Content starts

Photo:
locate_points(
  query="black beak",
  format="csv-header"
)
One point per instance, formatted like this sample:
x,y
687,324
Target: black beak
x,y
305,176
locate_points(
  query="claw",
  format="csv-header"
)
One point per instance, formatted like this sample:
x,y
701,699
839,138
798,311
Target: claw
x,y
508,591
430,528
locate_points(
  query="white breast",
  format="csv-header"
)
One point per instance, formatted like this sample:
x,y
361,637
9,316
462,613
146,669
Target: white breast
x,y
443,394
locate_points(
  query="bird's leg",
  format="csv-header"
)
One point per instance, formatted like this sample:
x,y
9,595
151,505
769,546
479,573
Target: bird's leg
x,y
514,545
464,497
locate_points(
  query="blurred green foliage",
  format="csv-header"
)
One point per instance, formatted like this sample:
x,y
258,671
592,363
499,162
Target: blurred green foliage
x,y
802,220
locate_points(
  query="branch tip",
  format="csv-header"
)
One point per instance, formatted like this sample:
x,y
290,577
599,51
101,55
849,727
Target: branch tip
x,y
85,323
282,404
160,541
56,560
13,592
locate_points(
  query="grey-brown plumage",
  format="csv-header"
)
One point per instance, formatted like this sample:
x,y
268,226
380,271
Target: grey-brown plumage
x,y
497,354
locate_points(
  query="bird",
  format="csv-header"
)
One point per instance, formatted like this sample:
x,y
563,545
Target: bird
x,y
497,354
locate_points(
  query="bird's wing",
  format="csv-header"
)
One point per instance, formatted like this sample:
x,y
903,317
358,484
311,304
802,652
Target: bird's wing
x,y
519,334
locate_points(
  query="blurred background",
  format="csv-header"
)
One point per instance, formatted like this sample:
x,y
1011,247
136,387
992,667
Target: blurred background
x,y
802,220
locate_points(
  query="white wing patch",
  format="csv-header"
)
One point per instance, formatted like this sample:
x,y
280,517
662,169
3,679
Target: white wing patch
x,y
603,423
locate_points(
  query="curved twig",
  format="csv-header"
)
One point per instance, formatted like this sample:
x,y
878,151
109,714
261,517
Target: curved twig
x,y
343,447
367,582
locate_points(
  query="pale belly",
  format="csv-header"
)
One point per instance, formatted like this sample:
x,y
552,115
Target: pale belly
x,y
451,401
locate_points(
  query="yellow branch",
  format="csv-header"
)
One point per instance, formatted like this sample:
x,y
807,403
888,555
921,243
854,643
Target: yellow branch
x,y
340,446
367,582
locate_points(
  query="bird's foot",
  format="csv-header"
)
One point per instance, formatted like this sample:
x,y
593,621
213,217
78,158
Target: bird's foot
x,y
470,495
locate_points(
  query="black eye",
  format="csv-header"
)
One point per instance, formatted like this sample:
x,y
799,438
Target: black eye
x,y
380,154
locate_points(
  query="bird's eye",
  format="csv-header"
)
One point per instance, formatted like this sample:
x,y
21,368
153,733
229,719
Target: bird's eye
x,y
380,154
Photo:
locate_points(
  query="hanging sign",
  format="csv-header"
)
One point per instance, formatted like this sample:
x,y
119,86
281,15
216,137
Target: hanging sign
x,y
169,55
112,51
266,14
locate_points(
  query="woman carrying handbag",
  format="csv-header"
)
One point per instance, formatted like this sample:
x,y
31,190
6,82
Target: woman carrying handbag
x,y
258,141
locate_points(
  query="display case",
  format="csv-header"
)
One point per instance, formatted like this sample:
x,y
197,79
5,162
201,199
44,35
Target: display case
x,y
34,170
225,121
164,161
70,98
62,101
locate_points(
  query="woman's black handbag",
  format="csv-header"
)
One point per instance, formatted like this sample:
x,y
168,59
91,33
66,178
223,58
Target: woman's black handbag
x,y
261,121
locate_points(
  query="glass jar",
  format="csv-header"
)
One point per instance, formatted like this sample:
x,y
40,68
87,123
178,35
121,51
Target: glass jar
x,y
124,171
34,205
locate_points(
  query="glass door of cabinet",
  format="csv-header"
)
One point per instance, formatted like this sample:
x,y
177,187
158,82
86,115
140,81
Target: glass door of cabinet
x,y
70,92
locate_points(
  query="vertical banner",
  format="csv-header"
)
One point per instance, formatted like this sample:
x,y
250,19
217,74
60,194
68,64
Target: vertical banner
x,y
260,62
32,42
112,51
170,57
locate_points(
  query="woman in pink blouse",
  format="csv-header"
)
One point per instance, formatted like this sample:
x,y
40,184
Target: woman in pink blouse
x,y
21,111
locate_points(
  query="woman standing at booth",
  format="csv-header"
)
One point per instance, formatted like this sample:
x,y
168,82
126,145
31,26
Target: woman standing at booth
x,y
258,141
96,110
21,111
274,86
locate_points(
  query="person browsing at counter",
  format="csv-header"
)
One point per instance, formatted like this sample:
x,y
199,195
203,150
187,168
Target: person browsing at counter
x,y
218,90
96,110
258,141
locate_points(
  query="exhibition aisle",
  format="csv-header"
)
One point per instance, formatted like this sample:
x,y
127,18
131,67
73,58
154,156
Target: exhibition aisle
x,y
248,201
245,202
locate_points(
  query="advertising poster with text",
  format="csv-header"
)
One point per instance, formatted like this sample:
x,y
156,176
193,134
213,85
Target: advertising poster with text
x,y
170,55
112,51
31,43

Content ends

* Exercise brief:
The response must contain every entry, each one identical to the original.

* Exercise solution:
Photo:
locate_points(
  query="black beak",
  format="csv-header"
)
One point per instance, formatted like this sample:
x,y
687,324
Target: black beak
x,y
305,176
locate_points(
  query="claw",
  format="csv-header"
)
One point per instance, formatted like this sample:
x,y
701,699
839,138
798,311
Target: claw
x,y
508,591
430,528
locate_points(
  query="white breast",
  format="csv-header"
)
One point per instance, formatted like this sample:
x,y
361,637
9,316
462,613
146,669
Target: white breast
x,y
443,394
locate_points(
  query="bird's leg",
  format="csv-header"
)
One point per instance, formatted like this sample:
x,y
9,595
151,505
769,546
479,573
Target: bird's leg
x,y
514,545
464,497
locate_points(
  query="blurred green foliage",
  format="csv-header"
)
One point per instance, formatted like this sample:
x,y
258,671
592,363
499,162
Target: blurred green foliage
x,y
802,220
locate_points(
  query="branch tip",
  format="csv-header"
)
One point per instance, formatted like this sample:
x,y
290,577
599,51
101,55
849,727
Target: branch tip
x,y
85,323
282,404
160,541
56,560
13,592
locate_points(
  query="grey-brown plumage",
  format="csv-header"
)
One point per instance, formatted like this sample:
x,y
268,226
380,271
Target: grey-brown plumage
x,y
497,354
locate_points(
  query="bird",
  format="csv-header"
)
One point per instance, formatted like this sample:
x,y
563,545
Target: bird
x,y
497,354
locate_points(
  query="bird's wing",
  format="csv-header"
)
One point per instance, formatted like this sample:
x,y
903,317
358,484
311,304
802,652
Target: bird's wing
x,y
519,334
locate_points(
  query="blurred background",
  format="csv-header"
)
One point per instance, formatted like this sample:
x,y
1011,247
136,387
992,667
Target: blurred background
x,y
802,220
locate_points(
  query="white wing patch",
  format="csv-header"
)
One point per instance, formatted like this sample:
x,y
280,517
662,169
3,679
Target: white wing patch
x,y
603,423
locate_points(
  query="curved twig",
  format="csv-header"
)
One point per instance, formatted like this sample:
x,y
878,151
109,714
261,517
Target: curved twig
x,y
343,447
367,582
locate_points(
  query="pale belly",
  format="csv-header"
)
One point per instance, formatted like this sample:
x,y
552,115
Target: pale belly
x,y
451,401
locate_points(
  query="yellow branch",
  format="csv-header"
)
One point per instance, formatted like this sample:
x,y
807,403
888,555
921,243
854,643
Target: yellow branch
x,y
340,446
367,582
locate_points(
  query="bird's foot",
  format="csv-header"
)
One point per instance, formatted like this sample:
x,y
593,621
213,217
78,158
Target: bird's foot
x,y
470,495
locate_points(
  query="black eye",
  format="csv-header"
)
One point per instance, formatted like this sample:
x,y
799,438
Target: black eye
x,y
380,154
locate_points(
  query="bird's eye",
  format="csv-header"
)
One point per instance, formatted like this sample:
x,y
21,368
153,733
229,719
Target: bird's eye
x,y
380,154
Photo:
locate_points(
  query="hanging sign",
  format="csv-header"
)
One point per instance, formatted like this sample:
x,y
119,86
281,15
216,137
Target: hanging sign
x,y
169,55
112,51
266,14
locate_points(
  query="woman carrying handbag",
  format="csv-header"
)
One point per instance, formatted like this sample:
x,y
31,190
6,82
Target: woman carrying handbag
x,y
258,141
locate_points(
  query="display case",
  format="csv-header"
)
One point per instance, formatted like this sample:
x,y
197,79
5,162
201,199
44,35
Target: display case
x,y
34,170
225,121
164,161
70,98
62,101
locate_points(
  query="woman's black handbag",
  format="csv-header"
)
One point per instance, formatted like this sample:
x,y
168,59
91,33
66,178
223,58
Target: woman's black handbag
x,y
261,121
locate_points(
  query="glass jar",
  format="csv-header"
)
One point per instance, formatted like this sample:
x,y
40,68
87,123
178,35
121,51
Target: glass jar
x,y
124,171
34,205
locate_points(
  query="glass door of cabinet",
  format="csv-header"
)
One point per instance, formatted like this sample:
x,y
177,187
158,82
86,115
140,81
Target: glass door of cabinet
x,y
70,92
locate_points(
  query="vertical banner",
  format="csv-header"
)
One point per instance, formatted like this sample:
x,y
250,19
217,74
60,194
68,64
Target: vertical banner
x,y
260,62
32,42
112,51
170,57
locate_points(
  query="woman in pink blouse",
  format="csv-header"
)
One point per instance, formatted like this sample:
x,y
40,184
Target: woman in pink blouse
x,y
21,111
locate_points(
  query="woman standing at booth",
  format="csv-header"
)
One point per instance, formatted like this sample:
x,y
168,82
126,145
31,26
Target: woman standing at booth
x,y
258,141
96,110
21,111
274,86
locate_points(
  query="person browsing at counter",
  format="csv-header"
)
One point per instance, formatted like this sample:
x,y
199,195
203,150
187,168
Target: person browsing at counter
x,y
218,90
96,110
258,141
locate_points(
  query="exhibition aisle",
  format="csv-header"
)
One point per instance, formatted like this sample:
x,y
127,18
131,67
73,58
154,156
Target: exhibition aisle
x,y
248,201
245,202
locate_points(
  query="advertising poster with text",
  format="csv-header"
)
One point per instance, formatted like this sample:
x,y
156,176
193,134
213,85
Target: advertising poster with text
x,y
170,55
112,51
31,43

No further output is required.